Excerpted data:
************

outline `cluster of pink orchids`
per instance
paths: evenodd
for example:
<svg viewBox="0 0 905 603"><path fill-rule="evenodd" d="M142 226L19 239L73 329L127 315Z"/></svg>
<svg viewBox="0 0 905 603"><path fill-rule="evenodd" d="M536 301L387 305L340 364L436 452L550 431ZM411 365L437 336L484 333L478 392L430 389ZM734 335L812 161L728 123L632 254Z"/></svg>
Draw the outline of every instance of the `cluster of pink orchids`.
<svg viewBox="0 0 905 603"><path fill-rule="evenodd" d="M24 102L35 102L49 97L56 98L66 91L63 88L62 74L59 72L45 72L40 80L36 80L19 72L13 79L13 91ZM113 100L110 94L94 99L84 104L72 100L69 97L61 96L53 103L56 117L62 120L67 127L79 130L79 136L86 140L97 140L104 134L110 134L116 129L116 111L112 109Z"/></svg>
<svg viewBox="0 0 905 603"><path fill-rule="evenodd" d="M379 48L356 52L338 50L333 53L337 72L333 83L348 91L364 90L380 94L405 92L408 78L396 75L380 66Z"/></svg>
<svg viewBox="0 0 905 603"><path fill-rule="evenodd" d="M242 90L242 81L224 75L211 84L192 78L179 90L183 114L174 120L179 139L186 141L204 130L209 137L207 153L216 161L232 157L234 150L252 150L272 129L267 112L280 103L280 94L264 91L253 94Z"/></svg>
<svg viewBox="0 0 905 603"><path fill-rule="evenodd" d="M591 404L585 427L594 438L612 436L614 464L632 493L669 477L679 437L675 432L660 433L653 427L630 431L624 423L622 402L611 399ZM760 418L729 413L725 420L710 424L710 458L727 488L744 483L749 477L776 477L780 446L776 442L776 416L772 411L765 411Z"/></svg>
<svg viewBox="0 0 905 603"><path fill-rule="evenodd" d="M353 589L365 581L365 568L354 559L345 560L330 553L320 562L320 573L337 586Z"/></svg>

************

Task description: Write out the whole listing above again, word for word, changing nothing.

Response below:
outline `cluster of pink orchids`
per instance
paths: evenodd
for example:
<svg viewBox="0 0 905 603"><path fill-rule="evenodd" d="M142 226L19 239L73 329L127 315Z"/></svg>
<svg viewBox="0 0 905 603"><path fill-rule="evenodd" d="M536 301L387 305L340 364L436 452L550 431ZM411 365L437 336L484 333L478 392L430 389ZM734 335L812 161L728 123L632 254Z"/></svg>
Draw the outline of every instance of the `cluster of pink orchids`.
<svg viewBox="0 0 905 603"><path fill-rule="evenodd" d="M24 102L35 102L49 97L56 98L66 91L63 88L62 74L59 72L45 72L40 80L36 80L19 72L13 79L13 91ZM113 100L110 94L94 99L84 104L72 100L69 97L61 96L53 103L56 117L62 120L67 127L79 130L79 136L86 140L97 140L104 134L110 134L116 129L116 111L112 109Z"/></svg>
<svg viewBox="0 0 905 603"><path fill-rule="evenodd" d="M379 48L356 52L338 50L333 53L337 72L333 83L348 91L364 90L380 94L405 92L408 78L396 75L380 66Z"/></svg>
<svg viewBox="0 0 905 603"><path fill-rule="evenodd" d="M242 90L242 81L224 75L211 84L192 78L179 90L183 114L174 120L179 139L186 141L204 130L209 137L207 153L216 161L232 157L234 150L252 150L272 129L267 112L280 103L280 94L264 91L253 94Z"/></svg>
<svg viewBox="0 0 905 603"><path fill-rule="evenodd" d="M591 404L585 427L594 438L612 436L614 464L632 493L669 477L679 437L675 432L660 433L653 427L630 431L624 423L622 402L611 399ZM760 418L729 413L725 420L710 424L710 458L727 488L744 483L749 477L776 477L780 446L776 442L776 416L772 411L765 411Z"/></svg>
<svg viewBox="0 0 905 603"><path fill-rule="evenodd" d="M353 589L365 581L365 568L354 559L345 560L330 553L320 562L320 573L337 586Z"/></svg>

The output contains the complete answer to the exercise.